[Given information]:
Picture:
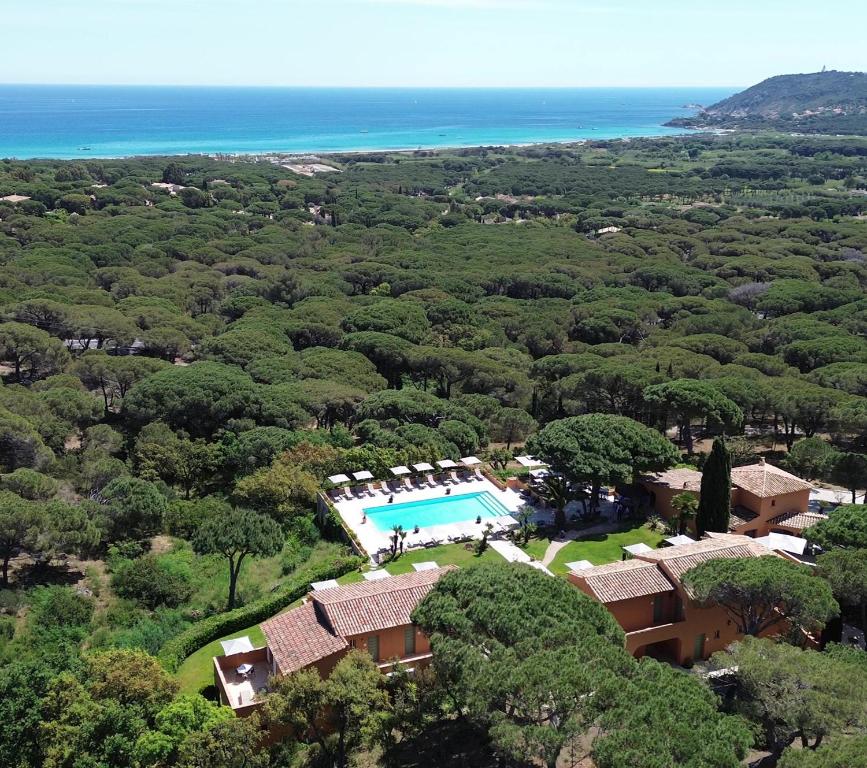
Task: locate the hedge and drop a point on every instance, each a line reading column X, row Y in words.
column 207, row 630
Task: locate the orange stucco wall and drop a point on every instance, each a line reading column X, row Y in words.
column 676, row 629
column 765, row 509
column 662, row 498
column 391, row 643
column 768, row 508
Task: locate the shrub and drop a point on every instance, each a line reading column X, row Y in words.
column 154, row 580
column 214, row 627
column 29, row 484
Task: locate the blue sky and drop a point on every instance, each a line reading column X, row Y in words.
column 427, row 42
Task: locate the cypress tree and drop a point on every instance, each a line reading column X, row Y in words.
column 714, row 506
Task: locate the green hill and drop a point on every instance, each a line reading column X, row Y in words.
column 821, row 102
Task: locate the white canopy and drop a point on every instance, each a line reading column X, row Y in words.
column 237, row 645
column 318, row 586
column 784, row 542
column 637, row 549
column 377, row 575
column 530, row 462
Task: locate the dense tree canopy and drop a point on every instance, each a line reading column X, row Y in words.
column 165, row 357
column 764, row 592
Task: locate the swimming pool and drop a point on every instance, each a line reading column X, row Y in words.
column 442, row 511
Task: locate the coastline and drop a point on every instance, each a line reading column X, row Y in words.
column 83, row 123
column 300, row 153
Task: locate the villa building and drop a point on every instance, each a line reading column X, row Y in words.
column 646, row 596
column 765, row 498
column 373, row 616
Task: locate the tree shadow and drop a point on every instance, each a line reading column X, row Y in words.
column 44, row 575
column 453, row 743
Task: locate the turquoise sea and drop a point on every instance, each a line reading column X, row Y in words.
column 113, row 121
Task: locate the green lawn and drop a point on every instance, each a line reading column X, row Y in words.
column 603, row 548
column 536, row 547
column 197, row 671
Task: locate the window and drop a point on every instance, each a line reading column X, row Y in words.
column 657, row 609
column 373, row 647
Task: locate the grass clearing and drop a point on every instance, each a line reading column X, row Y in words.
column 604, row 547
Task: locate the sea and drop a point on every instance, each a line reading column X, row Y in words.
column 117, row 121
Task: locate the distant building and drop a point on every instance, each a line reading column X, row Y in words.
column 657, row 612
column 765, row 498
column 372, row 616
column 172, row 189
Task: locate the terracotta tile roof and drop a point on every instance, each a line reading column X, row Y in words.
column 297, row 638
column 765, row 480
column 624, row 580
column 675, row 561
column 370, row 606
column 683, row 479
column 798, row 520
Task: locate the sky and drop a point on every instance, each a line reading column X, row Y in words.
column 453, row 43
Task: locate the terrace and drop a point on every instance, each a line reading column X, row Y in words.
column 242, row 676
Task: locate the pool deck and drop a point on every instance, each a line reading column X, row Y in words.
column 375, row 541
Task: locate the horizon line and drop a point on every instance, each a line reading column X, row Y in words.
column 354, row 87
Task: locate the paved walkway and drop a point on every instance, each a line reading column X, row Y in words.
column 509, row 551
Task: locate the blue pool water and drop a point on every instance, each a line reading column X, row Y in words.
column 442, row 511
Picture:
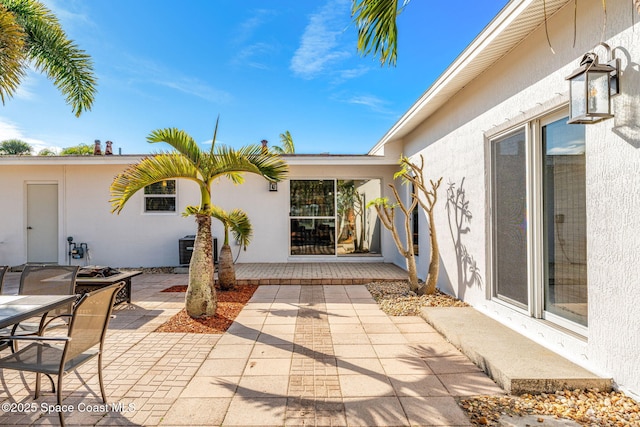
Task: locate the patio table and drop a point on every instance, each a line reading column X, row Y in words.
column 88, row 284
column 17, row 308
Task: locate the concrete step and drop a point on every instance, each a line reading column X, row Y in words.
column 516, row 363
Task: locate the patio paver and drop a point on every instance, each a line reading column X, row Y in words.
column 297, row 355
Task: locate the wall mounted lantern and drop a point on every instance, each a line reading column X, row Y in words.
column 591, row 87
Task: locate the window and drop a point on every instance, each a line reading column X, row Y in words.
column 160, row 197
column 539, row 239
column 330, row 217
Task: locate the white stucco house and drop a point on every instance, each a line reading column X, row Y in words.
column 537, row 218
column 538, row 225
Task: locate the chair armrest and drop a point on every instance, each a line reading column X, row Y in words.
column 33, row 338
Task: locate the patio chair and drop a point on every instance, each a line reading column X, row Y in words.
column 3, row 269
column 46, row 279
column 3, row 343
column 84, row 341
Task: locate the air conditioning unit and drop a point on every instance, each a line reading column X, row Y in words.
column 185, row 249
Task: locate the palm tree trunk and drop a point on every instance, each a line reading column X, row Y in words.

[Exercise objective]: Every line from the line containing "Task: locate the white stucco" to the last line of the material above must be repeated exactly, and no other line.

[Answer to the exercise]:
Task: locate the white stucco house and drop a point on every instance, each a line reading column X, row Y in words.
column 537, row 218
column 538, row 225
Task: locate the chair armrest and drop a point on every instance, each a line reading column X, row Y in words.
column 33, row 338
Task: locate the patio chair and drop a point on every instance, each a line reading column X, row Y in words.
column 3, row 269
column 46, row 279
column 3, row 343
column 84, row 341
Task: locate the air conditioning unit and drop a point on every instance, each a line reading column X, row Y in words.
column 185, row 249
Task: locate the palm tree trunk and drop a point on every instance, each a line reading column X, row Y in words.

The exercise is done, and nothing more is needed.